++++ Data provided

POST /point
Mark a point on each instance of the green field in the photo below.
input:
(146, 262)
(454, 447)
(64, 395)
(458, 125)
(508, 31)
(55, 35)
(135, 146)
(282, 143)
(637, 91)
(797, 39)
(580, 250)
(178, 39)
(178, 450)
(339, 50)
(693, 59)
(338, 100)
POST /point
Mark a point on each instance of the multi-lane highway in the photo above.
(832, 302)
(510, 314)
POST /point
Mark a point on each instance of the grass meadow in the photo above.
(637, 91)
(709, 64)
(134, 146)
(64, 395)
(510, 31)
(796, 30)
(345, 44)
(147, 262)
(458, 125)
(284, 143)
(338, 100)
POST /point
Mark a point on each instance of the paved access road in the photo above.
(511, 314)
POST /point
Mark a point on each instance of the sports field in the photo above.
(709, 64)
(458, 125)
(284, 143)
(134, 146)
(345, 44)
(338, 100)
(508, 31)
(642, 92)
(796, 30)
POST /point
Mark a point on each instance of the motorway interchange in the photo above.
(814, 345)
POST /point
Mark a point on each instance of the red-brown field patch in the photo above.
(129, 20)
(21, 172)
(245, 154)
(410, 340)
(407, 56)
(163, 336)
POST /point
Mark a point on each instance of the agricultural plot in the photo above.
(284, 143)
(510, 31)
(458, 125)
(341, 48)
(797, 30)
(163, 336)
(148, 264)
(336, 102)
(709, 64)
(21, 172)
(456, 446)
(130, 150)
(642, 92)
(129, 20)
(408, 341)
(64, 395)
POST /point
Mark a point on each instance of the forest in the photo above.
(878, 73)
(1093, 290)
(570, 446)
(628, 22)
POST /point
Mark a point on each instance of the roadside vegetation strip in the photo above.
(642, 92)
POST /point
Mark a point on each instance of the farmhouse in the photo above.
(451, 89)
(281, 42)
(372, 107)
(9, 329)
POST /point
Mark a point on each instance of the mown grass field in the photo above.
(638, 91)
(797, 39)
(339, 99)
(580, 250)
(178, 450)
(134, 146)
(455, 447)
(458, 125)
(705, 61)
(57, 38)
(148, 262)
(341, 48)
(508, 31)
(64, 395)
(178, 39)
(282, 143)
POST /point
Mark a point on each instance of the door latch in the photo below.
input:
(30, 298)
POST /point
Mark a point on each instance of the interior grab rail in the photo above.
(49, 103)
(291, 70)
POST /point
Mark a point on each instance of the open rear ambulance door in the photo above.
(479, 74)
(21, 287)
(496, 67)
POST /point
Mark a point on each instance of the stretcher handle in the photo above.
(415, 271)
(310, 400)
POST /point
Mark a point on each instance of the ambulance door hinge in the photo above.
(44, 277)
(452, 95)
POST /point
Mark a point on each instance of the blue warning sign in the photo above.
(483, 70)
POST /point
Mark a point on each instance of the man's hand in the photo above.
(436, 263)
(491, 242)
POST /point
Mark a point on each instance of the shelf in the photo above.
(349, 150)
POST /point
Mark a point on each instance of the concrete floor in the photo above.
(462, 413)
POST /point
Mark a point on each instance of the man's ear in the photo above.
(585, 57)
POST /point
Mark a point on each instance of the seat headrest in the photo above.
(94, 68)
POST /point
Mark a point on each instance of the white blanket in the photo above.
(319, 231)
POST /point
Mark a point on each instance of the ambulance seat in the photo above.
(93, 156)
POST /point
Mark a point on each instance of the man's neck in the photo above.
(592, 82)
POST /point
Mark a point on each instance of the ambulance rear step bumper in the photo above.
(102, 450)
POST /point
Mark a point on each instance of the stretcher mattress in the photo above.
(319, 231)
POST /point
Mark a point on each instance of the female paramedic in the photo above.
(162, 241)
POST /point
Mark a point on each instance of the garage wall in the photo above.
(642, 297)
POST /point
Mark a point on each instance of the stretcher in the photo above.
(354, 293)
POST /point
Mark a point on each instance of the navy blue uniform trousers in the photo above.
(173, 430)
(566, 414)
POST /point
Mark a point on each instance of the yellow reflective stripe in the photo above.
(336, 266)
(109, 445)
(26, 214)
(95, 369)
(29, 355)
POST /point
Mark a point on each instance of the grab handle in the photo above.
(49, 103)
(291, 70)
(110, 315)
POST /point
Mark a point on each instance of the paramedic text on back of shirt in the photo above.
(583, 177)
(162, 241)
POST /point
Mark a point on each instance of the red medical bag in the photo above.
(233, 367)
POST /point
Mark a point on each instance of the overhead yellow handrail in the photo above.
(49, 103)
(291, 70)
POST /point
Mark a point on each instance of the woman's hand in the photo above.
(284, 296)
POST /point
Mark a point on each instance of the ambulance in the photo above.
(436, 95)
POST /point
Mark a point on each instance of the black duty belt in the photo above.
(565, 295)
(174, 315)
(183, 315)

++++++++
++++ Data provided

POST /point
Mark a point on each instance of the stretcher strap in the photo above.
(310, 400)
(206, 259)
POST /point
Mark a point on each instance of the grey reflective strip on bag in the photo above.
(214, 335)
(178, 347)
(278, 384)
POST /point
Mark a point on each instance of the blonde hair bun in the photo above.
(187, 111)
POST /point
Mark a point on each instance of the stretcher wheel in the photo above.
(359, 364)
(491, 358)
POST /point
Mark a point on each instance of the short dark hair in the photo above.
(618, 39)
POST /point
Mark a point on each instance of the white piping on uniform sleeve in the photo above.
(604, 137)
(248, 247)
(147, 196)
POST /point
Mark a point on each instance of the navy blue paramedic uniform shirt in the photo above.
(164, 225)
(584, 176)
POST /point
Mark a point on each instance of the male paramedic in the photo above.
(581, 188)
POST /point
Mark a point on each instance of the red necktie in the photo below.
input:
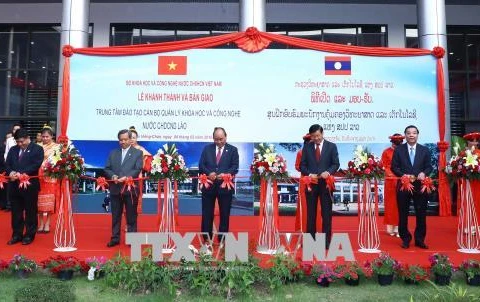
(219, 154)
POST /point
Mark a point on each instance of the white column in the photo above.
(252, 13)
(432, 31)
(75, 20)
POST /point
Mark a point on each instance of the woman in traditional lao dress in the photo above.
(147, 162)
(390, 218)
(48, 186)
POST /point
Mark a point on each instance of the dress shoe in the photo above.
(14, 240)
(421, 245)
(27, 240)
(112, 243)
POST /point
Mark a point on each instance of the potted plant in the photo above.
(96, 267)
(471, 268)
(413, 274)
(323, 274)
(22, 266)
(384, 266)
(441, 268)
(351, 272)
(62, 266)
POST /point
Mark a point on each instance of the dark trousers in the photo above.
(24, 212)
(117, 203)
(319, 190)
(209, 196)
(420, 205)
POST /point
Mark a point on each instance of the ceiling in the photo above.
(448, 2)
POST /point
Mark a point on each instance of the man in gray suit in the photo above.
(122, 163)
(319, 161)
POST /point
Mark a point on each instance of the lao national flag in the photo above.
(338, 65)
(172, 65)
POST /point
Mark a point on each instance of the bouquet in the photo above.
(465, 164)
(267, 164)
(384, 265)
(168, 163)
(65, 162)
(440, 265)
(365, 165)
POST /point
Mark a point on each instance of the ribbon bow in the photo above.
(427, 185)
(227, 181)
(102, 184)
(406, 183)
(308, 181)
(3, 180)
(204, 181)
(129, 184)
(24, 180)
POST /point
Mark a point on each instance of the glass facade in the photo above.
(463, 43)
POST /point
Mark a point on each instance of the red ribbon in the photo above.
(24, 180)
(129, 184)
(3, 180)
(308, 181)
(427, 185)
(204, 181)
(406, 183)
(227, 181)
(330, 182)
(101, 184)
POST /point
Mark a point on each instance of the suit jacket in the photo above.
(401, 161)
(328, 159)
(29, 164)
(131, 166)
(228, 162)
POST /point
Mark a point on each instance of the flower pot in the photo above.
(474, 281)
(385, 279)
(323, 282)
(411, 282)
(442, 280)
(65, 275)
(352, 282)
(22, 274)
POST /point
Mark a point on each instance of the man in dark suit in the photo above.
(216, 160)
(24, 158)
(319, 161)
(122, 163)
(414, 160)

++++++++

● **What you need to do**
Pick out every line in the items above that contains the string "rear", matching case exactly, and copy each of those lines in full.

● **Exercise output**
Mark a point on each instance of the open rear ambulance door in the photo above.
Mark a point on each instance of the ambulance rear step bumper in the photo above.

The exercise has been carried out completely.